指示:
a. 横須賀集会の本文では、「ビマスチ」はどこの国の海軍の練習帆船とされているか。
b. 横須賀集会の本文の続きを、最後の文のあとから書いてください。

本文:
┌──

2024年10月13日
横須賀で米海軍の空母ジョージ・ワシントンの配備に抗議する集会
10月4日に神奈川県横須賀市で「米空母母港化抗議!原子力空母ジョージ・ワシントンの配備撤回を求める全国集会」が行われ、800人が参加しました。
さて、横須賀での集会に行くとなると、集会前に軍港めぐりの船に乗船して横須賀基地の現況を点検したくなるところですよね。ということで、初秋のさわやかな日差しと心地よい海風に吹かれて出航することになりました。

普段はグレーに塗られた護衛艦、自衛艦が目立つ自衛隊基地に何やら帆船が停泊していました。
これはインドネシア海軍の練習帆船「ビマスチ」です。士官学校生を乗せて練習航海に来ていました。「ビマスチ」の来日は3度めですが、横須賀への寄港は初めてとのこと。
10月2日に「ビマスチ」の軍楽隊や士官学校生が横須賀市内の公園でパレードを行った際、平日の午前中は人が少ないからということで230人の市職員が観客動員されたことが市議会で問題になっていました。ビジネスチャットでパレードへの観客動員を呼びかけた副市長を、市長が厳重注意したとのことですが、人員削減合理化でどの職場でも仕事がクソ忙しいなかで市民不在のパレードに動員された職員への謝罪はあったのでしょうか。そもそも、市職員の軍隊に関連する行事への動員を不問に付すわけにはいきません。

└──

行一覧:
┌──

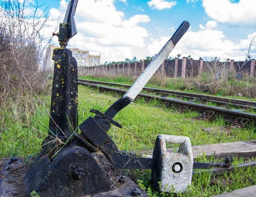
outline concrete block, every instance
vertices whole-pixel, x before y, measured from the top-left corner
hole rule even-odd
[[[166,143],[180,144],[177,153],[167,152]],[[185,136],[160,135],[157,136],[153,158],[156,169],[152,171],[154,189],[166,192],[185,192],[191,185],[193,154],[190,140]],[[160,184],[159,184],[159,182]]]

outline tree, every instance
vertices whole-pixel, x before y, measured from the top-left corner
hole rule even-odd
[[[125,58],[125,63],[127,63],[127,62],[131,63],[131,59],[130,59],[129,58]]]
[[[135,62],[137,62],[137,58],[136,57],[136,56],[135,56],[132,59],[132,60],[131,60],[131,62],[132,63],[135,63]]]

└──

回答:
a. インドネシア海軍の練習帆船です。

b.
さて、なんとなく平和でのんびりしたイメージがある帆船ですが、「ビマスチ」は10月5日に出港後、神奈川県沖で海自の護衛艦「むらさめ」とともに「自由で開かれた太平洋の実現」という名目で、戦術運動やPHOTOEX(写真撮影用に隊列を組む訓練)を実施したとのことです。「自由で開かれた」とは、日米の艦船が中国を威嚇するために台湾海峡や南中国海を自由に通行する状況を指します。帆船であっても現役の戦闘艦であることに変わりはありません。下は海上自衛隊のXに投稿されていた写真です。

ちなみに、象徴的な存在として帆船を保有・運用している海軍は少なくないようです。米海軍も1797年に進水したフリゲート「コンスティテューション」を保有しています。この夏にはメキシコ海軍の「クアウテモック」、イタリア海軍の「アメリゴ・ベスプッチ」も横須賀に来ていました。ただし、各国海軍の帆船の来日は多国間での軍事力の共同行動の活発化の象徴的な事例であり、私たちが「平和」と呼ぶものではありません。

「ビマスチ」を過ぎると、右側にちょうど海自の潜水艦が帰投するところでした。


潜水艦隊司令部前で乗員が接舷・上陸の準備をしていました。



空母に随伴する米海軍のイージス艦隊です。
一番上の写真の手前にいるのは「タイコンデロガ級ミサイル巡洋艦 62 ロバート・スモールズ」
その下の写真は「アーレイ・バーク級ミサイル駆逐艦 113 ジョン・フィン」
一番下の写真は左からいずれ「アーレイ・バーク級」で「85 マッキャンベル」「65 ベンフォード」「114 ラルフ・ジョンソン」です。
今日は第7艦隊旗艦の「ブルー・リッジ」の姿は見えませんでした。

アメリカ本土から来た原子力潜水艦が停泊していました。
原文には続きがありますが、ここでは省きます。